■ STATED TASK ■
Please find every line in the items below that contains the word "ceiling" and copy each of those lines.

■ DATA SUPPLIED ■
━━━
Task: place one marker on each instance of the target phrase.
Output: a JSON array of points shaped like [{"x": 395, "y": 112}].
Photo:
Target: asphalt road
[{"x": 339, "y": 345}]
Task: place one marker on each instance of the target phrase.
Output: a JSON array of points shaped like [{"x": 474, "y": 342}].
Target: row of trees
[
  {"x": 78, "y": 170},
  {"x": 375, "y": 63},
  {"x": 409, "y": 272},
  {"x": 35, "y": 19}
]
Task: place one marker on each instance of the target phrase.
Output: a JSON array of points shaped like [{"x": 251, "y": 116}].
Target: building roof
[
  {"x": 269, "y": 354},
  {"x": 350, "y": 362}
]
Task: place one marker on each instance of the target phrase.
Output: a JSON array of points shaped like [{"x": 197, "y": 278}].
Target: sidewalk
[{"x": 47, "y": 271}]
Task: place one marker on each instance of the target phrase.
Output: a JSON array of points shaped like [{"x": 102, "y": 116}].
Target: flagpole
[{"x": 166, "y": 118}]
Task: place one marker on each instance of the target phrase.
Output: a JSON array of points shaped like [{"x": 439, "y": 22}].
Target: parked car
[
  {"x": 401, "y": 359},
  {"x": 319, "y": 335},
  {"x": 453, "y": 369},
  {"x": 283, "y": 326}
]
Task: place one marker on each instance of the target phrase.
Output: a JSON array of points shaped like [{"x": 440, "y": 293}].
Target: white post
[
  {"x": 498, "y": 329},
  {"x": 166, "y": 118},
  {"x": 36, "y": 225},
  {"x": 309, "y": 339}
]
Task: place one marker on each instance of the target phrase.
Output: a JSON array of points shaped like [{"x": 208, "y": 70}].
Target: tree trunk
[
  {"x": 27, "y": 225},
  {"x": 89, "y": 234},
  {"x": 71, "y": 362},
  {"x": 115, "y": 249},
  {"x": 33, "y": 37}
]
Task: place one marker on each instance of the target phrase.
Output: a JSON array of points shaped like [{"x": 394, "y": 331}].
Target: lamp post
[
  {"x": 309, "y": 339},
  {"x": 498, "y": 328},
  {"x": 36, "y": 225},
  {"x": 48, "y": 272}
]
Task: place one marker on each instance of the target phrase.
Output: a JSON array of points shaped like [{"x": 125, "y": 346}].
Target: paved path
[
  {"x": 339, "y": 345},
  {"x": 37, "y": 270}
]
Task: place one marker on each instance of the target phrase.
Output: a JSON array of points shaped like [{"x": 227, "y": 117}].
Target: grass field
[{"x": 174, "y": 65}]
━━━
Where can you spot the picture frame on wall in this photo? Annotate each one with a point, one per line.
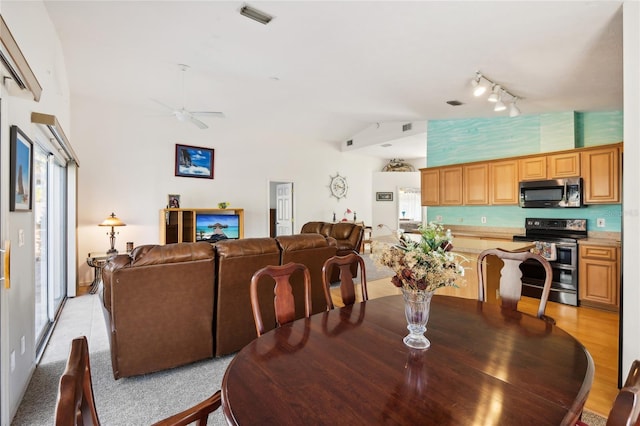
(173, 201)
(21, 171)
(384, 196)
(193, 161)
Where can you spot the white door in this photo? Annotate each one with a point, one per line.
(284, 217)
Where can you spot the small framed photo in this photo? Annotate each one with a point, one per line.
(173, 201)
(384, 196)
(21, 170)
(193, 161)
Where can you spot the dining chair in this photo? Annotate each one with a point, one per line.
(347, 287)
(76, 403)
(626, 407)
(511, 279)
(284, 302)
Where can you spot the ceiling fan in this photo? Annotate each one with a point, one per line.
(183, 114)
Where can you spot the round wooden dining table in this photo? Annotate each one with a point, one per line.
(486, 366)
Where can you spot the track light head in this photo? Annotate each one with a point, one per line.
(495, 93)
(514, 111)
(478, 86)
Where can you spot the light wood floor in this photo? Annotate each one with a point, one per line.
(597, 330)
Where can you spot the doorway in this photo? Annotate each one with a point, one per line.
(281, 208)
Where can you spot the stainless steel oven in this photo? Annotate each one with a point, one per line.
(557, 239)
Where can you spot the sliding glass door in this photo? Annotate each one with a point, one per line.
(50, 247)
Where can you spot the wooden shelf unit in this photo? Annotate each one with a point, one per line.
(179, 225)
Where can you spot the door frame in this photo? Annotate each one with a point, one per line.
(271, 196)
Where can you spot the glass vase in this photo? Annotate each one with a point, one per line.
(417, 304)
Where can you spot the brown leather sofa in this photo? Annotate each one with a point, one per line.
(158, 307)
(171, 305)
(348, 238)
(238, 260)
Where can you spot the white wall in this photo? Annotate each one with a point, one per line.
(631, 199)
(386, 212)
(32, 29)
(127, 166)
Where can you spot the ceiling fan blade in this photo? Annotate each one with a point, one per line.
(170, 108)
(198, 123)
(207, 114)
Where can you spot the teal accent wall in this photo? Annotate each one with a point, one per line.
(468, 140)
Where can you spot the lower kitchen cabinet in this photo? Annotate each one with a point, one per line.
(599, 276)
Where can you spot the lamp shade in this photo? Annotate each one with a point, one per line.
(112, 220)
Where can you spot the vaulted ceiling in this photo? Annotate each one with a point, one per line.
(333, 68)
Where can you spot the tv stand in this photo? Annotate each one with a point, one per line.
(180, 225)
━━━
■ RESULT OF THE EXERCISE ■
Where can you spot the ceiling fan in this photo? Annotate each one with a point, one per line.
Where can you spot the ceiling fan blade in this photo? Annotate each one with a point, one per line.
Where can you spot the vaulted ceiling in this photo? Annotate each one with a point, one per line.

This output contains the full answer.